Exercise passage
Thursday, November 14, 2013

My Literacy Project and the Common Core Standards

This is an old piece I never got around to finishing.  I just dusted up what I had because I don't mind pointing out that the things the CCSS supposedly focus on are things that are at the heart of my teaching method.  But seriously, this whole edu-industry is bullshit at least as far as actually teaching kids is concerned.  Also, John King is a tool.  In my professional opinion.


            So the looming beast in all of this is the Common Core literacy standards.  Let me be clear, I think the language of the Common Core is another in a long wave of edu-speak quick fix movements.  As a teacher in NYC, I’ve seen a lot of these already.  It’s not a paradigm so much as a product – a diversion of funds and attention toward think tanks and privateering as a response to the a crisis that is hardly ever discussed in anything even remotely resembling useful ways.  It’s a gift to the world of what Naomi Klein calls “disaster capital” in The Shock Doctrine.  It’s a demand for more workshops and seminars to discuss not exactly how one might help students to become better educated, but something more along the lines of how we can understand what these standards want us to do in order to ostensibly educate students in the way we’re being asked to educate them.  It’s a demand, as Diane Ravitch points out, for schools to dump more money into edu-software and computer systems that don’t reduce class sizes or provide individualized learning experiences.  They provide data that can be further analyzed for additional fees.  So I’m not writing about the Common Core because I think it’s actually always good pedagogy.  I’m writing about it because it’s a material reality for educators in the same way that state exams and standardized tests are a material reality for our students.  Finding a way to appease (or fool) the beast while providing our kids with genuine educational opportunities – the original point of this blog anyway – is my focus.  




So with this caveat in mind, the video of Comissioner King and David Coleman chatting with another edu-speak talking head is really interesting and surprisingly - to be honest - a bit exciting.
 
I’m leaving aside my doubts about their claim that the solitary focus on the text “levels the playing field” as if socio-economic influences aren’t impacting the way students interact with texts.  Keep an eye out for my comments coming up on the Common Core as a New New Criticism.

With that said, there are some bullet points that directly relate to my project here and should be emphasized to shore up working room when administrators and school reviewers come around sniffing for proof of Common Core competency. 

1)  We need to correct the trend of giving students simpler materials and “translated” materials so that they can access texts.

That’s kind of the point here.  Students – not teachers – are translating difficult texts so that they can access the texts themselves.  If I want students to read Hegel, the judge’s sentences in the Scottsboro trials, or Dave Zirin’s polemic on race and freespeech for athletes, it’s because I want them to read these texts, not just receive their content.

Task instructions
Type out the part of the blog post on the Common Core that begins at the words "So with this" and stops after the words "a bit exciting.". The entries after this point are separate material, unrelated to the blog post.

Entries shown
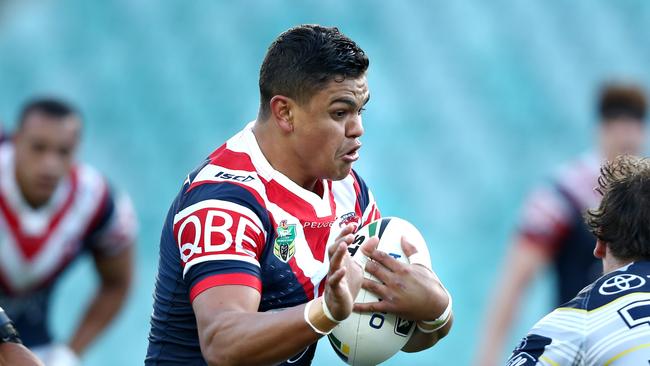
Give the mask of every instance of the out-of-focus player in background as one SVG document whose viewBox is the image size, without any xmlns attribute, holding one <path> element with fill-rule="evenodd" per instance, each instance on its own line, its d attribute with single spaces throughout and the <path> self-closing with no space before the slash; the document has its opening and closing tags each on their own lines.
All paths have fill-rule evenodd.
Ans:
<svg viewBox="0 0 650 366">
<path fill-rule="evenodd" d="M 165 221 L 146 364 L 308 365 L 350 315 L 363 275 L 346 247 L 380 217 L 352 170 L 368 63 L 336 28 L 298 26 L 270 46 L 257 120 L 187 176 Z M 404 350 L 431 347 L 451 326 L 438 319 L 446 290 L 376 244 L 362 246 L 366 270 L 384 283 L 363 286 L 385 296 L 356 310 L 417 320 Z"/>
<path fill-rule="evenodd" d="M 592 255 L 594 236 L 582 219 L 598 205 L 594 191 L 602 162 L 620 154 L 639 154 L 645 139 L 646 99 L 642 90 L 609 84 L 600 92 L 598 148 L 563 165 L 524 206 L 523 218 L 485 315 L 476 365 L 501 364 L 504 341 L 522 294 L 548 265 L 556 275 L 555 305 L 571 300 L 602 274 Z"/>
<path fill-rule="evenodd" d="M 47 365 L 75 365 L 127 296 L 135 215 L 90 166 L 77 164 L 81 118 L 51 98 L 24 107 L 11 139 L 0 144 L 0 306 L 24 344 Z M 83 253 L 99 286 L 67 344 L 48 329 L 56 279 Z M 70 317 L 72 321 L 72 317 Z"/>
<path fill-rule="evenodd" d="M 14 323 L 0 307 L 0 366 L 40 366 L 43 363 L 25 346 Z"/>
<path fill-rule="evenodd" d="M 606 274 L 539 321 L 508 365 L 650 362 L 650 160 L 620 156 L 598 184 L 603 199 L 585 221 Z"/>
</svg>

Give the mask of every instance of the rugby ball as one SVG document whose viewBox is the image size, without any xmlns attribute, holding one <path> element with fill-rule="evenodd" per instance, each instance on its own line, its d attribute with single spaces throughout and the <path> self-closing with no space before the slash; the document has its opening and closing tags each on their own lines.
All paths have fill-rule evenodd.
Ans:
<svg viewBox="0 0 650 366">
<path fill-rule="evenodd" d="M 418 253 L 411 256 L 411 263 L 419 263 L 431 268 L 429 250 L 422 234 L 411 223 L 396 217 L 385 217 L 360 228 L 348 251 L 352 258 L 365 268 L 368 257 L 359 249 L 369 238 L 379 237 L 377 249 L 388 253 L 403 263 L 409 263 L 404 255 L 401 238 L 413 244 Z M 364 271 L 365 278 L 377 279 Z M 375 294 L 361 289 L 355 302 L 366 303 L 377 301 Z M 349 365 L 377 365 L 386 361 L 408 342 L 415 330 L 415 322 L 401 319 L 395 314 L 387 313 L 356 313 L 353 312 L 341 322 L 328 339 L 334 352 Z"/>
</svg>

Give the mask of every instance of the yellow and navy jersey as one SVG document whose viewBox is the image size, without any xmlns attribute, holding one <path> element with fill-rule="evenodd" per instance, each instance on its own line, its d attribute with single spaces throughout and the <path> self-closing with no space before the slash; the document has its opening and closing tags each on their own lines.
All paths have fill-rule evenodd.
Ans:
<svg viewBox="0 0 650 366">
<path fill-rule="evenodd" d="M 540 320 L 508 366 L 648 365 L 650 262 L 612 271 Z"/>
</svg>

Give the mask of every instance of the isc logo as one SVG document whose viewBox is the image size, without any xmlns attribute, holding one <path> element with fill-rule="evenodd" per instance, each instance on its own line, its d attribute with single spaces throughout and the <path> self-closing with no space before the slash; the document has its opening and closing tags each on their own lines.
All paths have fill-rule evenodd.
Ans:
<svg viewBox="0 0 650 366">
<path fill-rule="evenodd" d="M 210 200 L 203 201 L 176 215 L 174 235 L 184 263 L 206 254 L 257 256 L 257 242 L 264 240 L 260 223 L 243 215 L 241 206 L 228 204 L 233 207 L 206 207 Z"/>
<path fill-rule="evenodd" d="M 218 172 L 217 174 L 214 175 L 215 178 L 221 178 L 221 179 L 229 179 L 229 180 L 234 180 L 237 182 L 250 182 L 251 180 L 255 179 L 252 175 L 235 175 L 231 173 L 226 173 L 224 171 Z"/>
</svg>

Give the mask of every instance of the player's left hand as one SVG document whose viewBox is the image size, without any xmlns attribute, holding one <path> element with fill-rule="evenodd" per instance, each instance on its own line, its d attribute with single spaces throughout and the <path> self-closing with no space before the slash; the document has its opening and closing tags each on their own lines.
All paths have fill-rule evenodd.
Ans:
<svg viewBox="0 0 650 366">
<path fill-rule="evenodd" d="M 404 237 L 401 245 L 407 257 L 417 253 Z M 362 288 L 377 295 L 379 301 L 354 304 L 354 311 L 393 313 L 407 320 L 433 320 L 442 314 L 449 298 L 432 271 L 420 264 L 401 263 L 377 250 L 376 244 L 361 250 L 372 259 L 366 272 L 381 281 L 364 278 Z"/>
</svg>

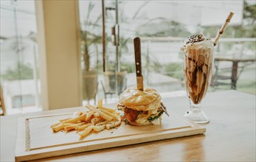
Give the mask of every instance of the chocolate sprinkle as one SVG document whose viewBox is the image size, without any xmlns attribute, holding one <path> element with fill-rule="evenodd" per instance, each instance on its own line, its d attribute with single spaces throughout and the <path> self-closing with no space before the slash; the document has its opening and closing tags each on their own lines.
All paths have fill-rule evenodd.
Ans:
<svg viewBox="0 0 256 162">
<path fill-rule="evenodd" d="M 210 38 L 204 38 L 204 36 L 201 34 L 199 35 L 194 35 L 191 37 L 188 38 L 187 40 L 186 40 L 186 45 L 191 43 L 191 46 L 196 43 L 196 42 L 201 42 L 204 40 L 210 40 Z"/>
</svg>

Final answer
So with this caveat in mind, the video of Comissioner King and David Coleman chatting with another edu-speak talking head is really interesting and surprisingly - to be honest - a bit exciting.